▸ Assignment A:
Quote from the prion propensity passage, starting with "To allow accurate" and going on through "underrepresented in yeast PFDs (19, 28).".
▸ Assignment B:
In the prion propensity passage, which residues have a relatively high prion propensity compared to other disorder-promoting residues?
▸ Assignment C:
For each statement, say whether the prion propensity passage supports it, and quote the words that decide it: (i) The bias against charged residues matches earlier bioinformatic and mutational analyses. (ii) Hydrophobic residues are highly overrepresented in yeast PFDs. (iii) Experimentally determined prion propensity correlated strongly with prevalence within the known PFDs.
====== Extracted text ======
To allow accurate prediction of prion propensity, we have developed a method of measuring the prion propensities of individual amino acids in vivo. Our mutagenesis uncovered three significant findings: a strong bias against prolines and charged residues, a strong bias for hydrophobic residues, and no significant bias for or against Q/N residues. The bias against charged residues is consistent with findings of previous bioinformatic and mutational analyses (12, 19). However, the other two findings were quite surprising. Q/N residues are highly overrepresented in yeast PFDs (19, 28). Similarly, although bioinformatic and mutational analyses suggest that tyrosines may promote prion formation or propagation (2, 19), hydrophobic residues in general are highly underrepresented in yeast PFDs (19, 28).

Consequently, there was almost no correlation between the experimentally determined prion propensity for a given amino acid and its prevalence within the known PFDs. Thus, we hypothesize that the yeast PFDs are not optimized for maximum intrinsic amyloid propensity but instead that their compositions reflect a balance of intrinsic disorder and prion propensity. While the presence of a small number of additional hydrophobic residues within the Sup35-27 PFD promotes prion formation, larger numbers would likely lead to hydrophobic collapse, potentially inhibiting prion formation or leading to nonspecific aggregation. Therefore, although the effects of individual mutations within a Q/N-rich domain can be accurately predicted based on hydrophobicity and β-sheet propensity (equation 4), it is necessary to consider order propensity when examining the composition of entire domains. This hypothesis provides a possible explanation for the prevalence of Qs and Ns in the yeast PFDs. Qs and Ns have a relatively high prion propensity compared to other disorder-promoting residues. Alternatively, there may be a threshold number and/or density of Q/N residues required for prion formation, and above this threshold small changes in the number of Q/N residues may exert only a subtle effect.
====== Excerpted data ======
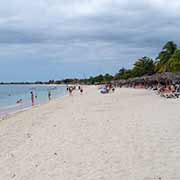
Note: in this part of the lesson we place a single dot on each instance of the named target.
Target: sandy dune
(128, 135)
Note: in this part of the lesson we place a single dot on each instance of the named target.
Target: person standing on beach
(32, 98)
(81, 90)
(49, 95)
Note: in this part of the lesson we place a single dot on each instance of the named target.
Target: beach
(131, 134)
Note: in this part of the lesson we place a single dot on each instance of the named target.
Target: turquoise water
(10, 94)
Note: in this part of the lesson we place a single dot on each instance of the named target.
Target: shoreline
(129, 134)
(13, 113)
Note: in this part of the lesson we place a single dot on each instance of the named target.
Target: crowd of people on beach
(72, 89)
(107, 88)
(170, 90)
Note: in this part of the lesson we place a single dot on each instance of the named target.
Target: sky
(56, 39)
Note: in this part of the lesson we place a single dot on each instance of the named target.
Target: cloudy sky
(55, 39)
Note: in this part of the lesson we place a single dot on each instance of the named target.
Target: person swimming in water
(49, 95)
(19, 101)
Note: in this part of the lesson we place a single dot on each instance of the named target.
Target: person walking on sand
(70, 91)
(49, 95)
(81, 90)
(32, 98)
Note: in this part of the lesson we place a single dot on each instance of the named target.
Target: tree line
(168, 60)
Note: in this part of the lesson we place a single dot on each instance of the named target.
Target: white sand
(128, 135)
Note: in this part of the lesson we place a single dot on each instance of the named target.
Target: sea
======
▸ Answer box A:
To allow accurate prediction of prion propensity, we have developed a method of measuring the prion propensities of individual amino acids in vivo. Our mutagenesis uncovered three significant findings: a strong bias against prolines and charged residues, a strong bias for hydrophobic residues, and no significant bias for or against Q/N residues. The bias against charged residues is consistent with findings of previous bioinformatic and mutational analyses (12, 19). However, the other two findings were quite surprising. Q/N residues are highly overrepresented in yeast PFDs (19, 28). Similarly, although bioinformatic and mutational analyses suggest that tyrosines may promote prion formation or propagation (2, 19), hydrophobic residues in general are highly underrepresented in yeast PFDs (19, 28).

▸ Answer box B:
Qs and Ns.

▸ Answer box C:
(i) Yes: "The bias against charged residues is consistent with findings of previous bioinformatic and mutational analyses"
(ii) No: "hydrophobic residues in general are highly underrepresented in yeast PFDs"
(iii) No: "there was almost no correlation between the experimentally determined prion propensity for a given amino acid and its prevalence within the known PFDs"